*** Block opens ***

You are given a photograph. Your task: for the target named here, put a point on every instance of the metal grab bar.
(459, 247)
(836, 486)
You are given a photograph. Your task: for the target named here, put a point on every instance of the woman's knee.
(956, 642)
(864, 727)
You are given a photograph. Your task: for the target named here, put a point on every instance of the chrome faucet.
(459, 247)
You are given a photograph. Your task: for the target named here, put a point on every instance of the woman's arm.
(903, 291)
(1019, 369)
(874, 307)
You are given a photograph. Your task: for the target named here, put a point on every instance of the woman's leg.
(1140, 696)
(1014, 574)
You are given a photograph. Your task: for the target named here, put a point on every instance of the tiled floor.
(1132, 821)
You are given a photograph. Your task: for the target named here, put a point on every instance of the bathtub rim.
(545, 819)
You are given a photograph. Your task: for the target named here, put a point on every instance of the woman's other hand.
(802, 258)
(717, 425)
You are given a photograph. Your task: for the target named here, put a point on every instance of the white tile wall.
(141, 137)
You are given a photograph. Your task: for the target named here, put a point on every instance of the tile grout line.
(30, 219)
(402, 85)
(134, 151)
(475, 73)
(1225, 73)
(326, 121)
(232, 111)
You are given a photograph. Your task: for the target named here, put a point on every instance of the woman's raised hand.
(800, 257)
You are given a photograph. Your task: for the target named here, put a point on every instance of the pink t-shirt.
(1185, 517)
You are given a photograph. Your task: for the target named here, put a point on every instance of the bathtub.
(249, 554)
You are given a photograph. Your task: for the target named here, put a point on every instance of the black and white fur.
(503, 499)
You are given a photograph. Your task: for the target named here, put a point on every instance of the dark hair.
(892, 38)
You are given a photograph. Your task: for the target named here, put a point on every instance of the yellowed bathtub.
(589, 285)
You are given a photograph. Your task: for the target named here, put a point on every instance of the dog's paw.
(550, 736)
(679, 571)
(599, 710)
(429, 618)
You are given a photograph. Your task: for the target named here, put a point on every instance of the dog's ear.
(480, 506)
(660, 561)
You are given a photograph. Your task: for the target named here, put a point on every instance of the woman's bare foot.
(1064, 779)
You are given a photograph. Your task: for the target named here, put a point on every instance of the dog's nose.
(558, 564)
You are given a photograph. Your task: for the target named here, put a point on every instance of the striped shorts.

*** Block closes ***

__Exercise instructions__
The material above needs to be copied out in full, exactly as given.

__Response box__
You are given a photograph. Your task: for the target named here, put a point on every instance of the metal grab bar.
(459, 247)
(836, 486)
You are given a photograph. Your task: for the target named here, put a point on every instance of the woman's knee.
(956, 642)
(864, 727)
You are given a photograph. Your task: for the target named here, put a point on every instance of the chrome faucet.
(459, 247)
You are given a photograph. Your task: for the target named here, put a point on every instance of the woman's arm.
(903, 291)
(1019, 369)
(874, 307)
You are given a photograph. Your task: for the target named here, put a point on every instance of the woman's leg.
(1140, 696)
(1014, 574)
You are given a photograph. Your task: for the target named here, put a point on every instance of the tiled floor.
(1132, 821)
You are given a photograph. Your task: for the target named here, put a point on every instance of the bathtub rim.
(545, 819)
You are given a photograph. Your task: for the target named here, put a point on every instance of the woman's other hand.
(802, 258)
(717, 425)
You are given a photograph. Your task: for the target named here, put a point on every instance of the white tile wall.
(141, 137)
You are given a photograph. Your task: for the target named here, put a point on every instance of the tile grout line.
(30, 219)
(402, 85)
(134, 151)
(475, 73)
(1225, 73)
(326, 121)
(232, 111)
You are given a photograph. Your task: for the target named here, put a point on every instance of the woman's raised hand.
(800, 257)
You are given a photograph. Your task: for the target named here, put a point on every instance of the pink t-shirt.
(1185, 517)
You are given a photograph. Your task: for the target named here, put a point on every instance of the bathtub.
(249, 554)
You are given a photograph. Your task: for the target named here, put a point on every instance of the black and white fur.
(503, 499)
You are given a photograph. Your task: for the target named here, put a point on every instance of the dark hair.
(892, 38)
You are given a photograph. Your task: for the target named here, put a point on every instance of the yellowed bathtub.
(589, 285)
You are given a photograph. Your task: for the target named here, put a point on every instance of the dog's paw.
(550, 736)
(679, 571)
(599, 710)
(429, 618)
You are given a photograph. Your task: for the target named here, put a point on every instance of the dog's ear.
(480, 506)
(660, 561)
You are given a photograph. Your task: for the target named here, put a point on every instance of the woman's bare foot.
(1064, 779)
You are given a photograph. Your task: for the target named here, put a point on every instance of the dog's nose.
(558, 564)
You are given a photograph. Your task: for the target named here, put a point on every instance of the striped shorts.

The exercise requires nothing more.